* _Document passage_:
**********
Studio album by Alter Bridge
- Released: January 9, 2026
- Recorded: 2025
- Studios: 5150 (Los Angeles); Studio Barbarosa (Orlando);
- Genres: Hard rock; progressive rock; alternative metal;
- Length: 60:41
- Label: Napalm
- Producer: Michael "Elvis" Baskette

Alter Bridge chronology
| Pawns & Kings (2022) | Alter Bridge (2026) |  |

Singles from Alter Bridge
- "Silent Divide" Released: September 3, 2025; "What Lies Within" Released: October 8, 2025; "Playing Aces" Released: December 3, 2025; "Scales Are Falling" Released: January 7, 2026;

= Alter Bridge (album) =

Alter Bridge is the eighth studio album by American rock band Alter Bridge. It is the follow-up to 2022's Pawns & Kings. It was released on January 9, 2026, via Napalm Records.

Professional ratings
Review scores
| Source | Rating |
| Blabbermouth.net | 9/10 |
| Classic Rock | Star |
| Distorted Sound Magazine | 9/10 |
| Kerrang! | 4/5 |
| Spill Magazine | Star Half star |

==Background==
In an interview with Loudwire, guitarist Mark Tremonti explained that Alter Bridge were planning on doing something "ridiculously cool" for the eighth studio album and that it would be inspired by something "really, really special."
**********
* _Data excerpt_:

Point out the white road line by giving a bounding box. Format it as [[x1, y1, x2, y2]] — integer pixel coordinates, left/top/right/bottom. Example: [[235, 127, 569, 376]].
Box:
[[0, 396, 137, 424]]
**********
* _Brief 1_: Retype the Alter Bridge album page word for word, everything from "Alter Bridge chronology" down to "via Napalm Records.".
* _Brief 2_: List every single released from the album as named on the Alter Bridge album page.
* _Brief 3_: Carry on the Alter Bridge album page from the point where it stops.
The listing comes from a separate source and has no connection to the Alter Bridge album page.

* _Written answer 1_:
Alter Bridge chronology
| Pawns & Kings (2022) | Alter Bridge (2026) |  |

Singles from Alter Bridge
- "Silent Divide" Released: September 3, 2025; "What Lies Within" Released: October 8, 2025; "Playing Aces" Released: December 3, 2025; "Scales Are Falling" Released: January 7, 2026;

= Alter Bridge (album) =

Alter Bridge is the eighth studio album by American rock band Alter Bridge. It is the follow-up to 2022's Pawns & Kings. It was released on January 9, 2026, via Napalm Records.

* _Written answer 2_:
"Silent Divide"
"What Lies Within"
"Playing Aces"
"Scales Are Falling"

* _Written answer 3_:
In another interview with frontman Myles Kennedy, he explained that the band's timeline is a little more complex this time around with his bandmates enjoying the Creed reunion. "It's just a matter of when the record will be released, given everyone's schedules", Kennedy adds, "with Alter Bridge, Slash, and his solo projects, everybody loves to work and there's still drive to create and make music and tour".

On July 15, 2025, the band announced their upcoming self-titled eighth studio album along with tour dates for 2026.

Alter Bridge was recorded at Eddie Van Halen's 5150 in Los Angeles, California. Tremonti reflects on the 'once in a lifetime opportunity' of writing and recording Alter Bridge's new album inside the studio. "It gives you the confidence like, 'We must be doing something right if we're allowed to be here on this hallowed ground of rock 'n' roll'", says Tremonti on the band's social media pages, "Every now and then, you'll look at the wall, snap out of it, and think, 'I can't believe we're here'".

According to an article from Blabbermouth.net, the album features songs that would fit well with the classic songs from their catalog. "Trust in Me" will feature Mark Tremonti taking the lead during the chorus and also in "Tested and Able" and vice versa. "Hang by a Thread" will also hint at some of Alter Bridge's previous songs, and "Slave to Master" is an epic track that Alter Bridge has come to be known for.

"Slave to Master" overtakes "Fable of the Silent Son" from their previous album Pawns & Kings (2022) as the longest studio track to date in the Alter Bridge catalog with the length being nine minutes and five seconds long.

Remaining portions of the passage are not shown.